## WRITTEN EXERCISE
Write each record again exactly as it stands.

## Data listing
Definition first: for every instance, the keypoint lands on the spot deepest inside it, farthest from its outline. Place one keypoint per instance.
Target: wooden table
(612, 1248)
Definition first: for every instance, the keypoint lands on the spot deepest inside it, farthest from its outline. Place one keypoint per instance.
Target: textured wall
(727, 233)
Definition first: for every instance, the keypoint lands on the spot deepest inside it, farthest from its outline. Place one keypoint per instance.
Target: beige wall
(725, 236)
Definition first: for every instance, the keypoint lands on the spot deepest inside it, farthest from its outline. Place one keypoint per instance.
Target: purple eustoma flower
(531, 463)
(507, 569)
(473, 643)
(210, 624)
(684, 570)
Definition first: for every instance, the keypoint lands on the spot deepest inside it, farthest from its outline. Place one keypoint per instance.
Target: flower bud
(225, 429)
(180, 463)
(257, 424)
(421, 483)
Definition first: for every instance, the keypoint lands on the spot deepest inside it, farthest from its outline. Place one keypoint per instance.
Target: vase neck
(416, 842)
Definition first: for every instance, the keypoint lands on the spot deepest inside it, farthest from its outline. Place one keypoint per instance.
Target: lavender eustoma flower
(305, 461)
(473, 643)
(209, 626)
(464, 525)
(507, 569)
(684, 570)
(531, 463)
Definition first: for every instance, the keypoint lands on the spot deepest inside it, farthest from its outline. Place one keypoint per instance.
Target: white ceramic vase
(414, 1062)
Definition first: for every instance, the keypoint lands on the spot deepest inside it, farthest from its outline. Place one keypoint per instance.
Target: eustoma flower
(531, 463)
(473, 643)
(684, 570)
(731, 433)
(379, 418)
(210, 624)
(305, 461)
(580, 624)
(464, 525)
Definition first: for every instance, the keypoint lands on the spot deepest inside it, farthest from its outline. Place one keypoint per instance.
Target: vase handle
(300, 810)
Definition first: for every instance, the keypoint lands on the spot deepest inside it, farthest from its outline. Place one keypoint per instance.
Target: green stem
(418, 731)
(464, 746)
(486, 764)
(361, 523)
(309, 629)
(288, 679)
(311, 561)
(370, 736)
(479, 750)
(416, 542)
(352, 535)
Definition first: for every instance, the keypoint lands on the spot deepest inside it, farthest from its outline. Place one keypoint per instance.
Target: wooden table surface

## SOLUTION
Definition first: for every instance, the keypoint lands on the spot deepest inside it, farthest from its outline. Place one keypoint per instance.
Target: wooden table
(612, 1248)
Definition first: for every instance, the keypoint lands on the spot deepest inside it, farthest from its outline. Place one keypoint per instance.
Target: textured wall
(727, 233)
Definition first: for every instance, the keypoint lands on the spot deepest inside it, farthest from its outline. Place one keypoint per instance.
Target: beige wall
(725, 236)
Definition first: for every instance, the keypoint lands on the spot deepest inside it, farthest from its outline. Place one keypoint per instance.
Target: purple eustoma flower
(531, 463)
(507, 569)
(473, 643)
(210, 624)
(684, 570)
Definition first: for every instance, the keypoint lands on the spot deepest inside it, farthest from its outline. Place one keypoint per instance.
Target: flower bud
(225, 429)
(180, 463)
(257, 424)
(421, 483)
Definition first: for every instance, the keypoint lands on the spot deepest inside it, farthest from its outline. Place one keypoint per instance.
Target: vase neck
(416, 842)
Definition first: for every instance, the keypoint lands on the spot deepest inside it, farthest from its outline. Place one keypoint per instance.
Target: lavender eustoma flower
(305, 461)
(473, 643)
(209, 626)
(464, 525)
(507, 569)
(684, 570)
(531, 463)
Definition first: for every instance, the keypoint lands on the spot deepest inside it, farthest from its outline. Place one keypoint per instance.
Target: white ceramic vase
(414, 1062)
Definition first: for every instance, the keypoint lands on the spot deepest inside it, farthest from its outline. Place one keypoint per instance.
Target: eustoma flower
(531, 463)
(473, 643)
(684, 570)
(731, 433)
(379, 418)
(210, 624)
(305, 461)
(580, 624)
(464, 525)
Definition first: for every instance, the keypoint lands on the spot deepest inside it, farthest from its outline. Place one keypoint per instance.
Target: vase handle
(300, 810)
Definition first: for every instance, the keypoint lands on the spot deepest inside it, farthest from its outline. Place one keypoint per instance.
Target: green stem
(418, 731)
(464, 746)
(486, 764)
(361, 523)
(309, 629)
(288, 679)
(311, 561)
(370, 736)
(479, 750)
(416, 542)
(352, 535)
Definition first: for every instance, the keypoint lands on the spot deepest inside it, farthest from its outline. Place one keypoint per instance.
Target: wooden table surface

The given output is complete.